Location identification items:
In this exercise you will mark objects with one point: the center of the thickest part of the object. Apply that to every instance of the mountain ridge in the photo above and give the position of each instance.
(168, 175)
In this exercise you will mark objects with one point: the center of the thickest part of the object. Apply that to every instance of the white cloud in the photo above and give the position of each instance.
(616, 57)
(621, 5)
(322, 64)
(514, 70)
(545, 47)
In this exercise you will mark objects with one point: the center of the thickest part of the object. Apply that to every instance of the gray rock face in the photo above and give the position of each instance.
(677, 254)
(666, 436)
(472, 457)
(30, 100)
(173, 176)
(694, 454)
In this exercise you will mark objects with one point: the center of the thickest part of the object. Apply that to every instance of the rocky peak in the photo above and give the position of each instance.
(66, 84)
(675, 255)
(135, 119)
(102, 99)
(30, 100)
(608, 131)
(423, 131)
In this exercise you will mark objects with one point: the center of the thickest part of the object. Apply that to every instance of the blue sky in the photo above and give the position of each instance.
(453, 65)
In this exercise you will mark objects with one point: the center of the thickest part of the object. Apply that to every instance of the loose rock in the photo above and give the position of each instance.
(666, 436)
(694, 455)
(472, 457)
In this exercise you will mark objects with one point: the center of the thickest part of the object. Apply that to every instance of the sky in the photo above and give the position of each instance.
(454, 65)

Written problem
Rewrite everything from the line containing "of the gray" down through the end of the items above, replacing "thickest part" with "widest part" and leaving all else unchanged.

Written answer
In this exercise you will mark objects with one point: the center of the widest part of the object. Apply that to every instance of the gray rock face in the photo above and give the position of each instance.
(677, 254)
(666, 436)
(472, 457)
(30, 100)
(173, 176)
(694, 454)
In this exercise you will mark objects with one point: the center of the widest part of the object. Apply that to every instance of the rocky peak in the photo above and give the position of each instance.
(66, 84)
(675, 255)
(135, 119)
(102, 99)
(30, 100)
(608, 131)
(423, 131)
In this exercise you will mark objects with one point: the center of the widest part of the object. Apply that to every instance of the blue sky in the photo above and give the position of each instance.
(453, 65)
In this exercise you will mark objects with one point: the center of the widest part of the object. Apply that to every instance of the loose rock in the photo above and give the position of each instance.
(666, 436)
(694, 455)
(472, 457)
In this exercise you will mark objects with one point: the center of the widest part of the object. Apply that to every instance of the sky in the photo above and give the position of each instance.
(454, 65)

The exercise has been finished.